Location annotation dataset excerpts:

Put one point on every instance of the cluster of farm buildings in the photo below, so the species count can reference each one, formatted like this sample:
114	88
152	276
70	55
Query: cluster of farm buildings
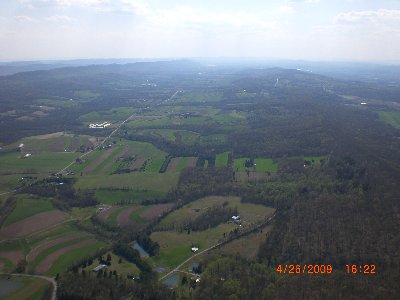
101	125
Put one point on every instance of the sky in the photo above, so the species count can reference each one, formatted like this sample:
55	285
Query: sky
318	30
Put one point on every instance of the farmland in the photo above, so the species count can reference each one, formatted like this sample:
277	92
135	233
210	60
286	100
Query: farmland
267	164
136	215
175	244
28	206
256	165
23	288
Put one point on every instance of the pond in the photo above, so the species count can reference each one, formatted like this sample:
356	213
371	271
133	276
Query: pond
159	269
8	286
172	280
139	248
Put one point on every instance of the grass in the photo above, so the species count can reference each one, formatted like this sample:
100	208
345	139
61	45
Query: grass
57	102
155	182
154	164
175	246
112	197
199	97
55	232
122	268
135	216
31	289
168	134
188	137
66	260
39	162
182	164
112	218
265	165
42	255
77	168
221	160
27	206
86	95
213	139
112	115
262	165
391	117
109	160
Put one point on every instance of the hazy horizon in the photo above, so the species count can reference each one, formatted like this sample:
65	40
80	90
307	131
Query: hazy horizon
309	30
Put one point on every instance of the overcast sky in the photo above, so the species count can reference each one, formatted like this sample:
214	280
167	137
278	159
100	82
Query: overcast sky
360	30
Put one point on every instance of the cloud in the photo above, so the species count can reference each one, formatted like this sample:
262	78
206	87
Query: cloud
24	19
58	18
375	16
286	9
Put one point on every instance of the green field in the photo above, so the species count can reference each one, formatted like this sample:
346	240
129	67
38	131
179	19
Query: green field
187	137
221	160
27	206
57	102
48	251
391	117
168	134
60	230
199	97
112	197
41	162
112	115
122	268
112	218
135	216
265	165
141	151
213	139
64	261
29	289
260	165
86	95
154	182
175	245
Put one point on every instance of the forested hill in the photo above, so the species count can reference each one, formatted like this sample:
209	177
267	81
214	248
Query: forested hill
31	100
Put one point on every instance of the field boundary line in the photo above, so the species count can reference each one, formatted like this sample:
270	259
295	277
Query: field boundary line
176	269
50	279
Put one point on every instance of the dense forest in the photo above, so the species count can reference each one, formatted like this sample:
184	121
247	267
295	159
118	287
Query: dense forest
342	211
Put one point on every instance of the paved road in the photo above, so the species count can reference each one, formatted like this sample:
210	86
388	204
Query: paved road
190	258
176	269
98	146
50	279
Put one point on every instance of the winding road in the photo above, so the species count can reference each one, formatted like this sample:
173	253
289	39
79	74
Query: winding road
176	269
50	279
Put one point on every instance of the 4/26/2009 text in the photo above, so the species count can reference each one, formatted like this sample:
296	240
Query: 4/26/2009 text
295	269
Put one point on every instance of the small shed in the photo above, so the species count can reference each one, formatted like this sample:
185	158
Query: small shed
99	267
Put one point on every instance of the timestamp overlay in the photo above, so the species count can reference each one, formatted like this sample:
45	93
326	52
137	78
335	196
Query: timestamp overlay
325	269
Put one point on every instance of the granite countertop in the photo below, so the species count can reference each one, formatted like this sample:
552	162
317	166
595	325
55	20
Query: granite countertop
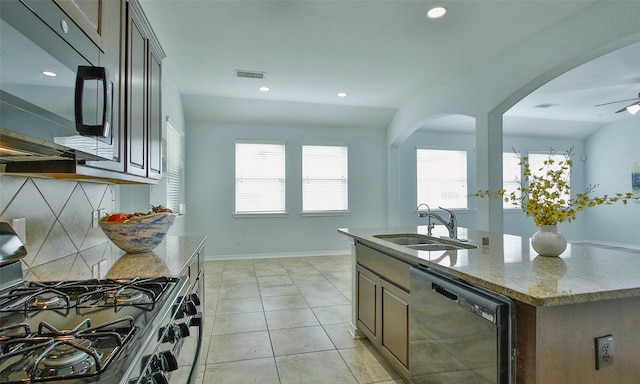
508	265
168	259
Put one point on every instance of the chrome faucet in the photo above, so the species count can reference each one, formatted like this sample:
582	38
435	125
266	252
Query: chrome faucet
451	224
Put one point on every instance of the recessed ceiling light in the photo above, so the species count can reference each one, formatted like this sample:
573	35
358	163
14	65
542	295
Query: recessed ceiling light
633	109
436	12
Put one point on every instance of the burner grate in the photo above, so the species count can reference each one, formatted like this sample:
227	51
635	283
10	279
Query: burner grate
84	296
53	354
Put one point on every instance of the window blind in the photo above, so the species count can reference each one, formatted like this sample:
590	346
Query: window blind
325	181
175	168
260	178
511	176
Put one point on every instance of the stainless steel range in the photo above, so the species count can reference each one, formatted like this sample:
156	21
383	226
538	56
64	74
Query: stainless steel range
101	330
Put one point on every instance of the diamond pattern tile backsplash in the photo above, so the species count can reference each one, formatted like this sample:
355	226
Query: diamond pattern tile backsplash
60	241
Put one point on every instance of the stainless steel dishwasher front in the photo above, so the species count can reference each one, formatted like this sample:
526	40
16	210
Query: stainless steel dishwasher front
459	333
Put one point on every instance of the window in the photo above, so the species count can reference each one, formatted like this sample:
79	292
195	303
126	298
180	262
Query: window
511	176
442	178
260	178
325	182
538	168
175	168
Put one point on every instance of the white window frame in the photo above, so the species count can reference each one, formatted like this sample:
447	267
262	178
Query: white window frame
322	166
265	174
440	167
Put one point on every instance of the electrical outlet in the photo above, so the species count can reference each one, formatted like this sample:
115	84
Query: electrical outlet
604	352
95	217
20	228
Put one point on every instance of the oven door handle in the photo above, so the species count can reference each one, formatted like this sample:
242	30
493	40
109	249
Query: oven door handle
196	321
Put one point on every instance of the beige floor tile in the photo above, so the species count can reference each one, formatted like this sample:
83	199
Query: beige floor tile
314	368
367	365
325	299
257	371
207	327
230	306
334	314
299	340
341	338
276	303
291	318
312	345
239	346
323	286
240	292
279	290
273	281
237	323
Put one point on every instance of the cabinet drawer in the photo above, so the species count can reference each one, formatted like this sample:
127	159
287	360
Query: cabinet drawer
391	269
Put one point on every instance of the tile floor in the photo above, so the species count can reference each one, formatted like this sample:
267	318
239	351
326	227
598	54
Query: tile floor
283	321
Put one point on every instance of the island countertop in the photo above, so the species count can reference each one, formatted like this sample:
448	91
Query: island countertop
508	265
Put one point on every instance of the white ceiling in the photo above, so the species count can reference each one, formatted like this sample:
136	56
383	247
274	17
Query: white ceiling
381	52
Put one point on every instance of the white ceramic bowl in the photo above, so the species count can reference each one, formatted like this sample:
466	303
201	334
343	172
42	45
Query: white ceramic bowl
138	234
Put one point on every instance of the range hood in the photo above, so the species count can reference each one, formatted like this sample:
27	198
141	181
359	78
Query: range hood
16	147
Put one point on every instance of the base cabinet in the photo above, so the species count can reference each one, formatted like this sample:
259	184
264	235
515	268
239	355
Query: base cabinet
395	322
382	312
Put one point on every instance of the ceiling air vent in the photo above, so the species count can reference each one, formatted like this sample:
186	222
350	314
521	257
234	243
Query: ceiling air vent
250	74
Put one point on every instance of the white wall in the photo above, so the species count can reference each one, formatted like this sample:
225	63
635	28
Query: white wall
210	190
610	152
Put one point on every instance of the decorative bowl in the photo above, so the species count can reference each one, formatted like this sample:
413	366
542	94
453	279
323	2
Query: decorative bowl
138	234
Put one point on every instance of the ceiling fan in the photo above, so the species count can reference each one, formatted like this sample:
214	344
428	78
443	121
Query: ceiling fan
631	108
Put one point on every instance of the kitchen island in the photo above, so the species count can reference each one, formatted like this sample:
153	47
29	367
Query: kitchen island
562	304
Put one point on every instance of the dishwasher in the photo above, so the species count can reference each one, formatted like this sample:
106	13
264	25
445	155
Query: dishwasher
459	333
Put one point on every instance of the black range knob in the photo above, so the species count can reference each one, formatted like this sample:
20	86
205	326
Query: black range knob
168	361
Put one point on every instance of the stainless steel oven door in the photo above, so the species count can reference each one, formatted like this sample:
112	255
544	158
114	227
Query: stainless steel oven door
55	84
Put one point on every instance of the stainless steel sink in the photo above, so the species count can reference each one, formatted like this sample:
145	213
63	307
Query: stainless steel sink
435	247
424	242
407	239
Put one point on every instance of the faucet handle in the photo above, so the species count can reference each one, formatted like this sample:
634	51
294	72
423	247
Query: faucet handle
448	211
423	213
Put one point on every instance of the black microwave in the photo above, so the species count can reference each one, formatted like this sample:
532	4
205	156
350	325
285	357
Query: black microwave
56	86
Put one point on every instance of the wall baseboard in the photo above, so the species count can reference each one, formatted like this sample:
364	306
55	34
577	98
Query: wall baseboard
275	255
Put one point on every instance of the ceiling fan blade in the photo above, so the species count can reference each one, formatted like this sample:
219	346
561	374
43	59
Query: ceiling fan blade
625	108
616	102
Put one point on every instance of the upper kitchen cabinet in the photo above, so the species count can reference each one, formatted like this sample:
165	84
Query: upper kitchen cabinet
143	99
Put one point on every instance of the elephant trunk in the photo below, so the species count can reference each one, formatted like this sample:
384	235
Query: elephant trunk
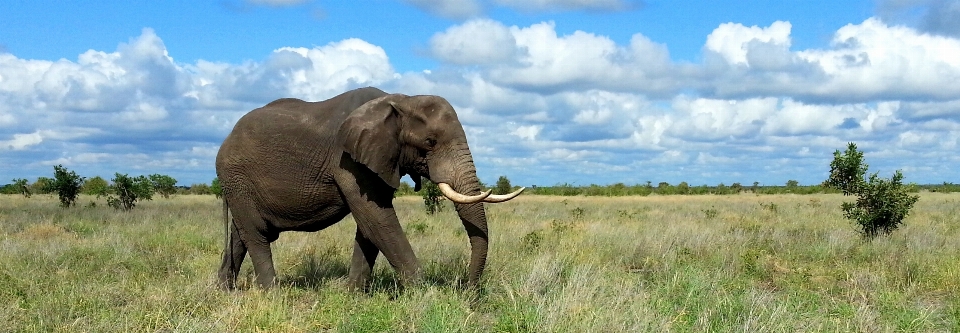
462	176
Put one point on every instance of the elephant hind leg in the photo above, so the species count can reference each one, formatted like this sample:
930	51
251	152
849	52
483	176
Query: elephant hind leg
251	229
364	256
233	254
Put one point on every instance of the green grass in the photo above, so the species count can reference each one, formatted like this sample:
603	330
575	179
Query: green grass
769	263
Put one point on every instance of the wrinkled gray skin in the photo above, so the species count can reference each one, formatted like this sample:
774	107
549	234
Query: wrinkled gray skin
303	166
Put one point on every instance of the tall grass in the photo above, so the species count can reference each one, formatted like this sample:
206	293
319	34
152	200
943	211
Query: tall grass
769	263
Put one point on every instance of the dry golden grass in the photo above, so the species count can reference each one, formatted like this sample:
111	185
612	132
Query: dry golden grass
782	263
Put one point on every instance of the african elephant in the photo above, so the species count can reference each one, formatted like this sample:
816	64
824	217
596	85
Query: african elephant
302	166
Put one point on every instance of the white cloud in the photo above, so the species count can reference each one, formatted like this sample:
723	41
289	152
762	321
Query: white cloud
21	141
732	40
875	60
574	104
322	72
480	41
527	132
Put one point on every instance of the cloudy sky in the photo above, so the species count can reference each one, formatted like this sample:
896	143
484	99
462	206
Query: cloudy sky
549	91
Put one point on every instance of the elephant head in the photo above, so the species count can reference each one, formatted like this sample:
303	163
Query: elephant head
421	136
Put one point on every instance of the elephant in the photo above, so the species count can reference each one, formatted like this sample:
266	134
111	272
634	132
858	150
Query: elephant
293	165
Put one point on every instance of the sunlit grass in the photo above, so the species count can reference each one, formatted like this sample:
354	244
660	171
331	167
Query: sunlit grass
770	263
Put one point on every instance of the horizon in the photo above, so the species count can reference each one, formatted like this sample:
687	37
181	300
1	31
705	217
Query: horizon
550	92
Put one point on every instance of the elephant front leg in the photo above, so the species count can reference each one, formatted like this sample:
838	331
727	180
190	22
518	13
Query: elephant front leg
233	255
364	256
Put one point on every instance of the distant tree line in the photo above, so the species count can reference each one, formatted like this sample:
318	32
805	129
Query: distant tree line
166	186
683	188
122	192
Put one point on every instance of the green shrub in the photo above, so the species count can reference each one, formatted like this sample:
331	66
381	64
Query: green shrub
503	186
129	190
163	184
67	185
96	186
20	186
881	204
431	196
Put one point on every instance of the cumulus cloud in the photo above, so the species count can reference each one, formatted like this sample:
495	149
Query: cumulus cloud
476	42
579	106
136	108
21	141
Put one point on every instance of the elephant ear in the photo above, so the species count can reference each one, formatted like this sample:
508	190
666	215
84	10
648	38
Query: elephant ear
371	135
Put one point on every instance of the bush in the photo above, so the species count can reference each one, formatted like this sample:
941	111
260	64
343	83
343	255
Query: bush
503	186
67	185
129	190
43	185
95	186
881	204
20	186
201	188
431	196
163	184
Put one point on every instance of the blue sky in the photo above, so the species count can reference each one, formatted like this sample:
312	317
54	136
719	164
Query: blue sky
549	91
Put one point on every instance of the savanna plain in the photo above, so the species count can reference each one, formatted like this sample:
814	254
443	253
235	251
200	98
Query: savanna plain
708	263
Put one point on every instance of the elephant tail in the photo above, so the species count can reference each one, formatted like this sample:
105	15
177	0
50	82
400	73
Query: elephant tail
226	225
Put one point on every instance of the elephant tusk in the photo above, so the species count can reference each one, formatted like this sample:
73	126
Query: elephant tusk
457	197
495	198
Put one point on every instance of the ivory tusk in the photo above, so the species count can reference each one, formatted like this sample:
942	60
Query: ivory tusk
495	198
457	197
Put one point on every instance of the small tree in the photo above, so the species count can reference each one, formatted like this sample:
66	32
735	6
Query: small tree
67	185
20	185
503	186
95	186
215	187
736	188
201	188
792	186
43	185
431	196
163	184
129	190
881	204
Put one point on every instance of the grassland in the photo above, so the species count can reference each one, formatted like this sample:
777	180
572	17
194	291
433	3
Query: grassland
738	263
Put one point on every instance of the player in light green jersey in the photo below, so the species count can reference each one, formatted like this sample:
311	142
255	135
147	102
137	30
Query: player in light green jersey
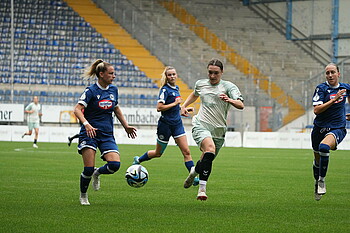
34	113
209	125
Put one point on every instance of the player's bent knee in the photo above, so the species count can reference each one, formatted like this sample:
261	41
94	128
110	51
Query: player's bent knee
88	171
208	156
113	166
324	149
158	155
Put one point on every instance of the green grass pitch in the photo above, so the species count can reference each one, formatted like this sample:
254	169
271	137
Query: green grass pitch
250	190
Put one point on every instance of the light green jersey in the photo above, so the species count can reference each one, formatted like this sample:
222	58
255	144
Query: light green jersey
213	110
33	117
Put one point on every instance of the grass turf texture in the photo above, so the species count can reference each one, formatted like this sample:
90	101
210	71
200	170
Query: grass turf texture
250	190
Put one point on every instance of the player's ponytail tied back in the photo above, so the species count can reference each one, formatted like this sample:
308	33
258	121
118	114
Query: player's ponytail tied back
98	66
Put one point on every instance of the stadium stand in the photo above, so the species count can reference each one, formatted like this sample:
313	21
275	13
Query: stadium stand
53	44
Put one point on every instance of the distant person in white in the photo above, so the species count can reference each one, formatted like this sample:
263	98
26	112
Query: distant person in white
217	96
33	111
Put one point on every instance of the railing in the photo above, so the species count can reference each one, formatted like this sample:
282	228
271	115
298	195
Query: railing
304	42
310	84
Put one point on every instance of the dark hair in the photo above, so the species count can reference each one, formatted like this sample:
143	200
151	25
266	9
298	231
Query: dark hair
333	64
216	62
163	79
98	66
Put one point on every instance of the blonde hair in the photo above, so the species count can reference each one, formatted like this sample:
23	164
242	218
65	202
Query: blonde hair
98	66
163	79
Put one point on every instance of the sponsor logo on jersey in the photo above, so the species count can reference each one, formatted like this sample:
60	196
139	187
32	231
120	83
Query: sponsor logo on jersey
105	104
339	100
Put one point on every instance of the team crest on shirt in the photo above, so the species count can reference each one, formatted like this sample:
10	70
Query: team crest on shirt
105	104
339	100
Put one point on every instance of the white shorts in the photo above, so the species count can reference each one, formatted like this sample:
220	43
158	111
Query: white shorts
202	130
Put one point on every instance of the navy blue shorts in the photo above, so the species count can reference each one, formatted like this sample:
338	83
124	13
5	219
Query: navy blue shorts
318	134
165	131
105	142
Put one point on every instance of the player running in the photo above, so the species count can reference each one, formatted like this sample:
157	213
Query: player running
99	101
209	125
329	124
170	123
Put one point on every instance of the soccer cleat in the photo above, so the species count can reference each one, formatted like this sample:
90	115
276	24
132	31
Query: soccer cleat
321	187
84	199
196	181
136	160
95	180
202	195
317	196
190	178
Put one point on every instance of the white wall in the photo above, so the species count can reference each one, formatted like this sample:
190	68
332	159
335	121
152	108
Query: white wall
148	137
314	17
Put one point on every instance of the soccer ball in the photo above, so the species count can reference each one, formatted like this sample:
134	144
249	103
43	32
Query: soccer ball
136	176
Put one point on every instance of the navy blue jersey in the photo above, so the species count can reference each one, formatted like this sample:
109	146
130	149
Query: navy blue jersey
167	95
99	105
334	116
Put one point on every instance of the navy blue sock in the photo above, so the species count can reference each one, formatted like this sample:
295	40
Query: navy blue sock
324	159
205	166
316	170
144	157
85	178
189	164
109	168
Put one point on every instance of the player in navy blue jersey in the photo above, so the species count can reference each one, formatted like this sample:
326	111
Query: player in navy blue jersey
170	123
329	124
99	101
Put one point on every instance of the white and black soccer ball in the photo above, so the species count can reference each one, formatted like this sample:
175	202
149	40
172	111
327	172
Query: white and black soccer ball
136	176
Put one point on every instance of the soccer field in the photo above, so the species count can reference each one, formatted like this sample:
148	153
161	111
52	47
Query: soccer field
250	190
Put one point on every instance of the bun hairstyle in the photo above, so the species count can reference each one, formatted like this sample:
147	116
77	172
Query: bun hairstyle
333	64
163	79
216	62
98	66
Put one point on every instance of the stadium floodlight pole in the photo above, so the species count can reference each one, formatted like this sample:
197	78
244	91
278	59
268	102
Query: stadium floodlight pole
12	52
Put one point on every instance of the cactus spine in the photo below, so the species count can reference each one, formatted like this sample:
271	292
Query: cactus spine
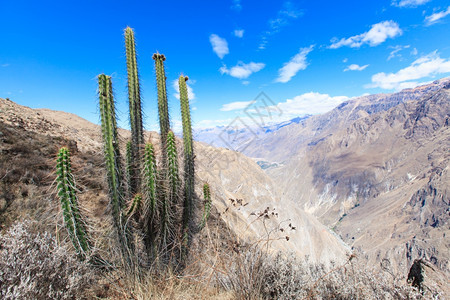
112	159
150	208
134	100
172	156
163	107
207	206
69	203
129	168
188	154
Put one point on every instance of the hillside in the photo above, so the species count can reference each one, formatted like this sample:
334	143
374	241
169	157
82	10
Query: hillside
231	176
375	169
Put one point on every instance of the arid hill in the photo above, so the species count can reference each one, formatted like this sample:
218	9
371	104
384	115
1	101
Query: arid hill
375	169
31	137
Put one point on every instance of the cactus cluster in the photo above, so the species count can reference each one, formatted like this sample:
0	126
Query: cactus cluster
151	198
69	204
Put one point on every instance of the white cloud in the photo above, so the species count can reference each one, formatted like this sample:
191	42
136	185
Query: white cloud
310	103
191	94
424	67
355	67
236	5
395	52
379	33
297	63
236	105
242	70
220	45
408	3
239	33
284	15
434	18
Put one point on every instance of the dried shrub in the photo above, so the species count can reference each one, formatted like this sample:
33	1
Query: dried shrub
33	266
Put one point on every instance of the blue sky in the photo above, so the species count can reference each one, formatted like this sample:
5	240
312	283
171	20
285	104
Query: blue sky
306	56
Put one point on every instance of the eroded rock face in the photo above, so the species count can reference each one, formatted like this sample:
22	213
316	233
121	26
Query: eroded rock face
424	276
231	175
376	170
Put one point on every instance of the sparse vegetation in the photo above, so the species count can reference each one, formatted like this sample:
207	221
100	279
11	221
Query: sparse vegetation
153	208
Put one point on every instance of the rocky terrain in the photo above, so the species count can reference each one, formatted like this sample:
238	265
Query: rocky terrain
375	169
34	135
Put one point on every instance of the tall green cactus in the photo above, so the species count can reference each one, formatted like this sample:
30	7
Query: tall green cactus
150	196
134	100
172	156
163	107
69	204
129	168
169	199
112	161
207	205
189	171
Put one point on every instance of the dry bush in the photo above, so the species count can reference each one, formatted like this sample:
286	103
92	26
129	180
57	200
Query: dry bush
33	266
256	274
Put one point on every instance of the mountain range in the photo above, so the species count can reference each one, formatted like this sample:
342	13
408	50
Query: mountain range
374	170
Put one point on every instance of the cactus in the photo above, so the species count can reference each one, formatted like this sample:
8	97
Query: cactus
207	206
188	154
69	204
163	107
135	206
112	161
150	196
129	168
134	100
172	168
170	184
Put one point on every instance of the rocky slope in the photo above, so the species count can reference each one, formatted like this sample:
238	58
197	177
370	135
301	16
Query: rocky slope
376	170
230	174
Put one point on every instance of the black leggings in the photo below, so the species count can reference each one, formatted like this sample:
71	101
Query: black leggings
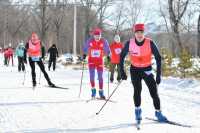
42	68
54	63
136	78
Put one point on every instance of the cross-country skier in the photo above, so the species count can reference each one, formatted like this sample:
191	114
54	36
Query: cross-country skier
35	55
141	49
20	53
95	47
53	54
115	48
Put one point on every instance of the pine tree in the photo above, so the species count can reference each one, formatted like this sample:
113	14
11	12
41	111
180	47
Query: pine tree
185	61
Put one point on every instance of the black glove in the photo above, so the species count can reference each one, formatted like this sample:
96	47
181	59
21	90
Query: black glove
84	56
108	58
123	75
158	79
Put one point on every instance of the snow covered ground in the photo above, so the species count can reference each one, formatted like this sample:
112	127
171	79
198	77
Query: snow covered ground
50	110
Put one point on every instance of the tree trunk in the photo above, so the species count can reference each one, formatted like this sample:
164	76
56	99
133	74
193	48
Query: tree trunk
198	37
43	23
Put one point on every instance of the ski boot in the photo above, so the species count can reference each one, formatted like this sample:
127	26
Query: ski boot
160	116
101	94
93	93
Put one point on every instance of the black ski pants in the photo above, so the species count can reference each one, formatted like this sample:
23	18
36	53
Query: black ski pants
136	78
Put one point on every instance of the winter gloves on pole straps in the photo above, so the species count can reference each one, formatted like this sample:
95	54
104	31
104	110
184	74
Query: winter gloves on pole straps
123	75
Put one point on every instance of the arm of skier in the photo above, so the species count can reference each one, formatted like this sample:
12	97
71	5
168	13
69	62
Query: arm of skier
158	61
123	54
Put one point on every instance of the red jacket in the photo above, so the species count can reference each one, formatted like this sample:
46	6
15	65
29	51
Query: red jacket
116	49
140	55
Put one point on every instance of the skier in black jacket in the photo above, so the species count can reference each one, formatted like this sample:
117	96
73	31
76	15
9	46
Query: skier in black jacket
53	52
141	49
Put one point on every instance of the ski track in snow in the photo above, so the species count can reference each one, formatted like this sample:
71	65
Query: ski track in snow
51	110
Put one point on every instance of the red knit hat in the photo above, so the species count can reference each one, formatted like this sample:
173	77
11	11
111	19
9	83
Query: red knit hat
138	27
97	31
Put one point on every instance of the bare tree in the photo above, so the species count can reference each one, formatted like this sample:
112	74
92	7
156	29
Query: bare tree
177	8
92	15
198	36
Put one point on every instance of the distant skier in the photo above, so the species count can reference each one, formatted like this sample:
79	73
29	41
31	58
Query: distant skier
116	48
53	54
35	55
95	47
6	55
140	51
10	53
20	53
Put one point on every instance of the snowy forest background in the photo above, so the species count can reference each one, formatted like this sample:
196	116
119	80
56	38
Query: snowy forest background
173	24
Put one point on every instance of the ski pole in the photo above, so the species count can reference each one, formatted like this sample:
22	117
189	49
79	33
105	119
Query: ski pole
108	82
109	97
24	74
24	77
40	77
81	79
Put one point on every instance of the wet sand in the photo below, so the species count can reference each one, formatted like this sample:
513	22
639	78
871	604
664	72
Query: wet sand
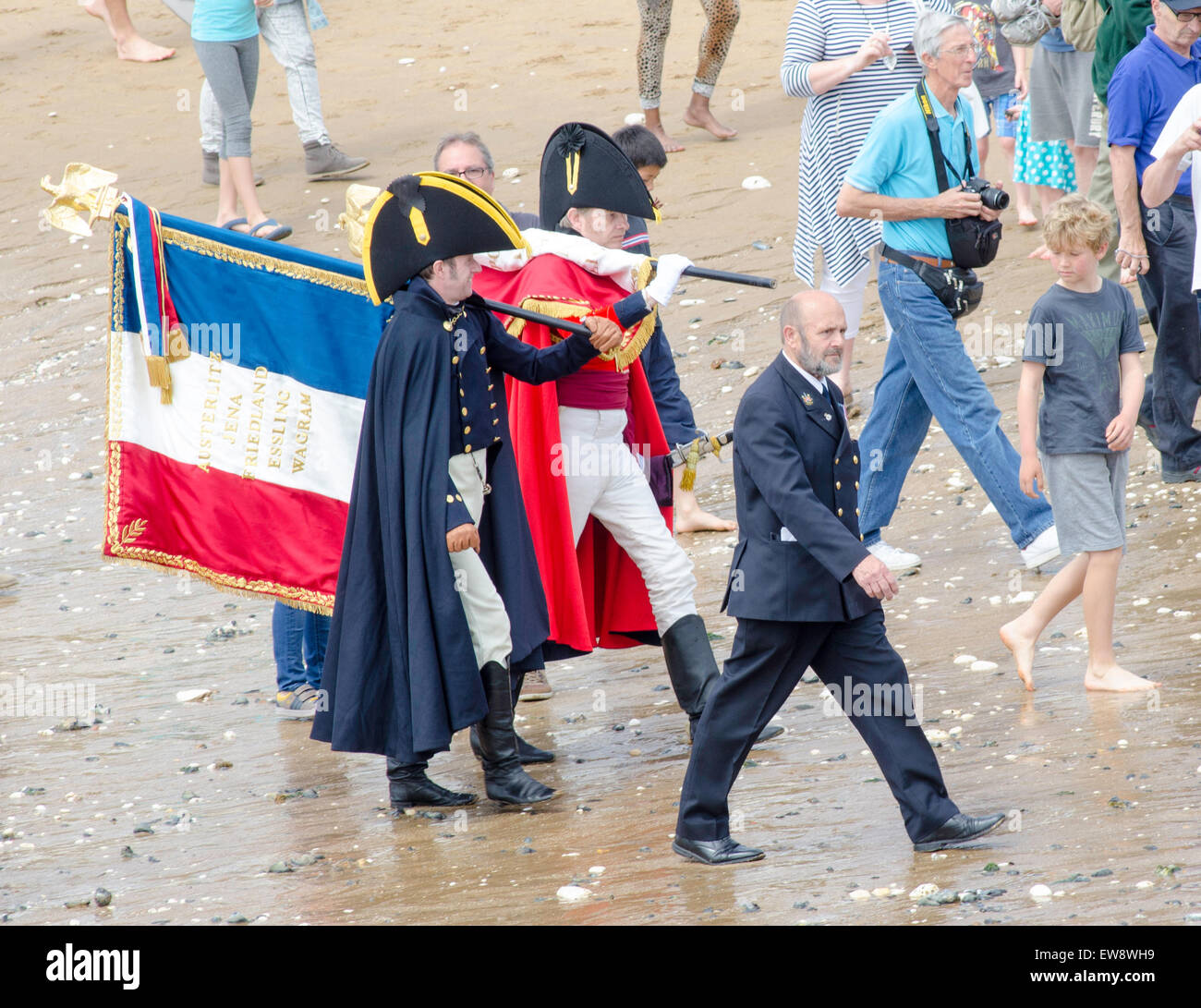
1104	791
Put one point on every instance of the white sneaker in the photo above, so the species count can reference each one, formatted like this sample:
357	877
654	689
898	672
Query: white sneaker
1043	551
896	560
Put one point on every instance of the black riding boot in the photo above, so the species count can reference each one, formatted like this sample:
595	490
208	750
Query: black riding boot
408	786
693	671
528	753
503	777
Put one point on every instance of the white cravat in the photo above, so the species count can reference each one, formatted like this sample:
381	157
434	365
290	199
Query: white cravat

# Objective:
Everything from the line containing "Put one point on every instance of the ski pole" to the last line of the listing above must be reproduced exactly, with no pictures included.

# The completed task:
Put one point on every instance of the ski pole in the photo above, so the species count can reference each one, formatted like this sample:
22	117
189	49
79	33
105	119
Query: ski pole
108	82
109	97
24	74
24	77
40	77
81	79
Put one point on every instance of the wet sand in the photo below, so the species count can reference each one, formatted like this sample:
513	22
639	78
871	604
664	72
Query: wet sand
1104	791
Put one point on every instance of the white sneaker in the photo above, so the species count can reference each one, formatted like this sample:
357	877
654	689
898	672
Query: white sneaker
1043	551
896	560
Put one point on every instance of the black riding boot in the photo above, so the species count can reference each one, formatted like this sample:
595	490
208	750
Query: black riding boot
408	786
693	671
528	753
503	777
Put one point on every instance of the white cravat in the photo above, so the species count can reference each one, formatted like this sample:
381	157
434	365
290	199
Query: white cravat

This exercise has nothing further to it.